**AIM OF THE TASK:**
Word for word, repeat all of the entries.

**PROVIDED DATA:**
**********

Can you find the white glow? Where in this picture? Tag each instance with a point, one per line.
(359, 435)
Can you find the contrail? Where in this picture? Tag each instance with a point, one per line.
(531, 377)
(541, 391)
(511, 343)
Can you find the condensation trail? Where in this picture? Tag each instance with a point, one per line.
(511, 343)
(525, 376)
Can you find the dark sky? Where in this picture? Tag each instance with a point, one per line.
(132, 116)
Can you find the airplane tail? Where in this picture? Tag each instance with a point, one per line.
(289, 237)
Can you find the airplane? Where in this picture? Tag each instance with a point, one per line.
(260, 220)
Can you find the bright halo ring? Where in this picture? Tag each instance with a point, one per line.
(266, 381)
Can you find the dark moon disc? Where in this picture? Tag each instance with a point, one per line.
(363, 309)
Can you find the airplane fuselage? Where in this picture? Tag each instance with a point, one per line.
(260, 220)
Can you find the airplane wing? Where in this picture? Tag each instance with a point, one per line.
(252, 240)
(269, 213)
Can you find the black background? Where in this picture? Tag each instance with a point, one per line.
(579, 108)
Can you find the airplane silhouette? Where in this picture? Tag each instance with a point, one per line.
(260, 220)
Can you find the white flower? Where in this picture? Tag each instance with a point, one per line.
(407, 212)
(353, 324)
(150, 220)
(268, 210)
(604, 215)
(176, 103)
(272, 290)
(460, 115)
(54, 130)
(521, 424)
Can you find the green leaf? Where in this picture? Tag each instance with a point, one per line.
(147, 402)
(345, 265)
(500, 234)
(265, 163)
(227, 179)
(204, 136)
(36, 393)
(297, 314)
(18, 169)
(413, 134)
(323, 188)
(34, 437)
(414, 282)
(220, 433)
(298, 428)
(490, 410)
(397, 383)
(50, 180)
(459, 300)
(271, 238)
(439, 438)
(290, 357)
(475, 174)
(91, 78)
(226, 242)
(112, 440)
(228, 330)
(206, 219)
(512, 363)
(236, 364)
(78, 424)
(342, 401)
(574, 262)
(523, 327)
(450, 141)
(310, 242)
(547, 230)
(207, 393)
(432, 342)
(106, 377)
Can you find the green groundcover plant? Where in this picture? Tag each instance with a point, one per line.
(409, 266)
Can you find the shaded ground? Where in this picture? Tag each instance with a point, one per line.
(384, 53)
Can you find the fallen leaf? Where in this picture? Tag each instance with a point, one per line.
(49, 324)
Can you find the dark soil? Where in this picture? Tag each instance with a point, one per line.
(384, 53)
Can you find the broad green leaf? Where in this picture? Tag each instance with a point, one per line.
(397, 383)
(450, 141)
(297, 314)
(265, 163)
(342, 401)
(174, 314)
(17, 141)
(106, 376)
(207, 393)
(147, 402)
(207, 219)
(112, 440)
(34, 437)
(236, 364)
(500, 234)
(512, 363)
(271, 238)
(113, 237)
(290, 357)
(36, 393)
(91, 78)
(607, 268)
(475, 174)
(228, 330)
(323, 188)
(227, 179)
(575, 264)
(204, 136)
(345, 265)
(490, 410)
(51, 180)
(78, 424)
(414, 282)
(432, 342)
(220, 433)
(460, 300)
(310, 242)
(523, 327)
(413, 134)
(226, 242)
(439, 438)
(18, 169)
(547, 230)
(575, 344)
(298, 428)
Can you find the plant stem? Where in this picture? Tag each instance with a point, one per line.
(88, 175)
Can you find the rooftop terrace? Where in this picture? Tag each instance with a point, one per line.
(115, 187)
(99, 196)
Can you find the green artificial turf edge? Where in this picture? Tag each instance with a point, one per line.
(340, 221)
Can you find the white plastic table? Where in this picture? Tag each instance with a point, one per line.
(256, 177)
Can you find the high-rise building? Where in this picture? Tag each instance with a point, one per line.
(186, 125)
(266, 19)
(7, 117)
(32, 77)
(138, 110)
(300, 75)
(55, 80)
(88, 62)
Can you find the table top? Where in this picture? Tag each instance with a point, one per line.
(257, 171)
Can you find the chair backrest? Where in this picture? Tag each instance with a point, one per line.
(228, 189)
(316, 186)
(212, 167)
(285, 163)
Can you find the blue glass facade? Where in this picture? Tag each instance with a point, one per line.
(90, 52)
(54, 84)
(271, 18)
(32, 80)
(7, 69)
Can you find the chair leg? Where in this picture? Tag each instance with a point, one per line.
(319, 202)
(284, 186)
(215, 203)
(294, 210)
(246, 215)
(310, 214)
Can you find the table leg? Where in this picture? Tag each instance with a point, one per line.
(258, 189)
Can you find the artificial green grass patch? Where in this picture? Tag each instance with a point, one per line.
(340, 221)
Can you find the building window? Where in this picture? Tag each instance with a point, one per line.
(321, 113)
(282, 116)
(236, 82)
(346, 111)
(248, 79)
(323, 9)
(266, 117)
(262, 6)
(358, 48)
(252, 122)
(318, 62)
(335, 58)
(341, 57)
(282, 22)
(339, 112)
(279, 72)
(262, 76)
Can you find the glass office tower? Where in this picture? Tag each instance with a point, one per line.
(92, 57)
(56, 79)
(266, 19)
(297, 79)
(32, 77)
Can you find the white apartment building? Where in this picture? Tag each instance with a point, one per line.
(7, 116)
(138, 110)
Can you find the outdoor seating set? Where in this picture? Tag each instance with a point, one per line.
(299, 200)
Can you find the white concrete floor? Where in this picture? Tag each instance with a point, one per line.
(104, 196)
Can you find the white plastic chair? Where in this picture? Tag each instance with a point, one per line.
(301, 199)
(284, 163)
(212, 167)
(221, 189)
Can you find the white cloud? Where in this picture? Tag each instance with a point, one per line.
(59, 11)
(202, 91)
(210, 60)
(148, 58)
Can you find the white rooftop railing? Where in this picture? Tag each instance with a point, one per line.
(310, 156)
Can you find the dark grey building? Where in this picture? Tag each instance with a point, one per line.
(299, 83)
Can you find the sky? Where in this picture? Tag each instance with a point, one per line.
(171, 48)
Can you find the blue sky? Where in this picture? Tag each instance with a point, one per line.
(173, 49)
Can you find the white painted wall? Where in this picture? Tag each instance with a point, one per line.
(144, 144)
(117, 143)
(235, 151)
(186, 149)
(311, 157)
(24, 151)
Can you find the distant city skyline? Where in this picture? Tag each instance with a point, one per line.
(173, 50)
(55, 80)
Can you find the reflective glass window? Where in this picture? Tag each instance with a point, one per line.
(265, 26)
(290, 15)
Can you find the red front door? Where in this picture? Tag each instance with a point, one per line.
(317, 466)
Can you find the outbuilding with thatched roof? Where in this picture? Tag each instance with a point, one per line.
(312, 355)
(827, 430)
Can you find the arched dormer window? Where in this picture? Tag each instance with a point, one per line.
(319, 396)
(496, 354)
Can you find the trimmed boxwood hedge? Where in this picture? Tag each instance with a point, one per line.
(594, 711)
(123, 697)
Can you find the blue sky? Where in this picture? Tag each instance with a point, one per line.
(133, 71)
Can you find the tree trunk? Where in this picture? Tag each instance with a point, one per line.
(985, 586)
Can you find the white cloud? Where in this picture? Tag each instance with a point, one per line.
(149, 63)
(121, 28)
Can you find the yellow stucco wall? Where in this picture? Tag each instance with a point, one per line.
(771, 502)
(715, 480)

**********

**REPLY:**
Can you find the white glow? Where in this picture? Tag each instance with a point, one per line.
(359, 435)
Can you find the contrail? Where in this picture? Tag each instance with a point, one per line.
(531, 377)
(541, 391)
(511, 343)
Can you find the condensation trail? Where in this picture? Tag each instance with a point, one per line.
(511, 343)
(525, 376)
Can you find the dark sky? Where in this picture? Tag each instance with a point, one per line.
(132, 116)
Can you find the airplane tail? Where in this picture? Tag each instance with a point, one per line.
(289, 237)
Can you find the airplane? Where in this picture? Tag each instance with a point, one per line.
(260, 220)
Can you find the bright halo ring? Where in this picture? Tag each instance with a point, one per line.
(266, 381)
Can you find the dark moon disc? Where in this picture? Tag each instance with a point, one per line.
(363, 309)
Can you find the airplane fuselage? Where in this picture? Tag each instance with a point, one per line.
(260, 220)
Can you find the airplane wing? Where in this picture? Tag each instance with a point, one per line.
(252, 240)
(269, 213)
Can you find the black background? Where in this picture? Tag each instance with a point, one per line.
(579, 108)
Can you find the airplane silhouette? Where in this picture? Tag each instance with a point, one per line.
(260, 220)
Can you find the white flower? Where in this picture? Tag each instance with a point, one per line.
(407, 212)
(353, 324)
(150, 220)
(268, 210)
(604, 215)
(176, 103)
(272, 290)
(460, 115)
(54, 130)
(521, 424)
Can you find the green leaf? Where in this picture? Tag each instance with a point, one per line.
(147, 402)
(345, 265)
(500, 234)
(265, 163)
(227, 179)
(204, 136)
(36, 393)
(297, 314)
(18, 169)
(413, 134)
(323, 188)
(34, 437)
(414, 282)
(220, 433)
(298, 428)
(490, 410)
(397, 383)
(50, 180)
(459, 300)
(271, 238)
(439, 438)
(290, 357)
(475, 174)
(91, 78)
(226, 242)
(112, 440)
(228, 330)
(206, 219)
(512, 363)
(236, 364)
(78, 424)
(342, 401)
(574, 262)
(523, 327)
(450, 141)
(310, 242)
(547, 230)
(207, 393)
(432, 342)
(106, 377)
Can you find the green groundcover plant? Where in this picture? Tag each instance with a point, one per line.
(409, 266)
Can you find the shaded ground? Where in this picture? Tag each instance with a point, one per line.
(384, 53)
Can you find the fallen leaf? Where in this picture? Tag each instance with a point, one per line.
(49, 324)
Can you find the dark soil? Where in this picture? Tag each instance with a point, one per line.
(384, 53)
Can you find the broad green leaf? Where in this picture? Tag each instance with a point, one per line.
(397, 383)
(450, 141)
(297, 314)
(265, 163)
(342, 401)
(174, 314)
(17, 141)
(106, 376)
(207, 393)
(147, 402)
(207, 219)
(112, 440)
(34, 437)
(236, 364)
(500, 234)
(512, 363)
(271, 238)
(113, 237)
(290, 357)
(36, 393)
(91, 78)
(607, 268)
(475, 174)
(228, 330)
(323, 188)
(227, 179)
(575, 264)
(204, 136)
(345, 265)
(490, 410)
(51, 180)
(78, 424)
(414, 282)
(432, 342)
(220, 433)
(460, 300)
(310, 242)
(523, 327)
(413, 134)
(226, 242)
(439, 438)
(18, 169)
(547, 230)
(575, 344)
(298, 428)
Can you find the plant stem? Where in this picture? Tag each instance with a point, one per line.
(88, 175)
Can you find the rooftop terrace? Where in this picture? Tag each instance with a point, one per line.
(115, 187)
(99, 196)
Can you find the green artificial turf edge? Where in this picture? Tag each instance with a point, one per line.
(340, 221)
Can you find the white plastic table? Where in this picture? Tag each instance with a point, one per line.
(256, 177)
Can you find the high-rise building? Where in this picture? Tag each instance with a point, one per line.
(186, 125)
(266, 19)
(7, 117)
(32, 77)
(138, 110)
(300, 75)
(55, 80)
(88, 62)
Can you find the table top? Where in this picture? Tag each instance with a point, one per line.
(257, 171)
Can you find the chair backrest? Where in this picture? Tag each instance with a point, one per line.
(228, 189)
(316, 186)
(212, 167)
(285, 163)
Can you find the blue glass facade? Where in this picture? Tag each instance with a point, one per line.
(90, 52)
(54, 84)
(271, 18)
(32, 80)
(7, 69)
Can you find the chair leg? Where in this picture? Tag each instance with a point, one per line.
(319, 202)
(284, 186)
(215, 203)
(294, 210)
(246, 215)
(310, 214)
Can you find the table leg? Where in this picture? Tag each instance with a point, one per line.
(258, 189)
Can you find the artificial green grass patch? Where in this picture? Tag each instance with a point, one per line.
(340, 221)
Can you find the building window? Where in this picture? Tag each instance with a point, one per line.
(321, 113)
(282, 116)
(236, 82)
(346, 111)
(248, 79)
(323, 9)
(266, 117)
(262, 6)
(358, 48)
(252, 122)
(318, 62)
(335, 58)
(341, 57)
(282, 22)
(339, 112)
(279, 72)
(262, 76)
Can you find the glass office tower? Where in this picture? Tag each instance with a point, one per line.
(92, 57)
(56, 79)
(266, 19)
(297, 79)
(32, 77)
Can you find the white apartment building? Where in this picture? Tag each instance with a point, one per line.
(7, 116)
(138, 110)
Can you find the outdoor seating set? Where in this picture? Tag each instance with a point, one per line.
(299, 200)
Can you find the white concrete floor? Where in this picture? Tag each instance with a point, one per line.
(104, 196)
Can you find the white plastic chair? Where in this picture? Tag each instance with a point, one per line.
(301, 199)
(284, 163)
(212, 167)
(221, 189)
Can you find the white cloud? Where in this picture? Tag each instance with a point, one per line.
(59, 11)
(202, 91)
(210, 60)
(148, 58)
Can you find the white rooftop railing? Where in this picture? Tag each instance with a point, one per line.
(310, 156)
Can you find the dark grey building? Where in this picture? Tag each instance with a point, one per line.
(299, 83)
Can you find the sky? Where in this picture? Tag each instance with a point, one per line.
(171, 48)
Can you find the blue sky? Where in this picture? Tag each instance with a point, one per line.
(173, 49)
Can you find the white painted wall? Where in this picture? Tag each instance with a point, one per line.
(144, 144)
(117, 143)
(235, 151)
(186, 149)
(311, 157)
(24, 151)
Can you find the distant city skyline? Where in this picture? Tag each instance with a point, one per line.
(173, 50)
(55, 80)
Can you find the reflective glass window? Where in this picture? Tag each instance with a point, one per line.
(265, 26)
(290, 15)
Can you find the red front door? Where in this picture? Tag each instance with a point, one per line.
(317, 466)
Can you find the outbuilding with thatched roof? Where in this picture? Tag each instance with a point, one per line.
(312, 355)
(827, 430)
Can you find the arched dormer window? Where in this picture? Tag each instance with a point, one per line.
(319, 396)
(496, 354)
Can you find the trimmed boxwood hedge? Where in this picture? Tag each instance with a point, one per line.
(594, 711)
(123, 697)
Can you find the blue sky? Where in this picture? Tag each instance with a point, one per line.
(133, 71)
Can you find the tree trunk? Where in this picture? Tag each instance with a point, one per line.
(985, 586)
Can you find the white cloud? Where in this picture? Tag each instance with a point, one per line.
(149, 63)
(121, 28)
Can you find the yellow stucco wall? Where in this picture? Tag each instance with a point, one per line.
(771, 502)
(715, 480)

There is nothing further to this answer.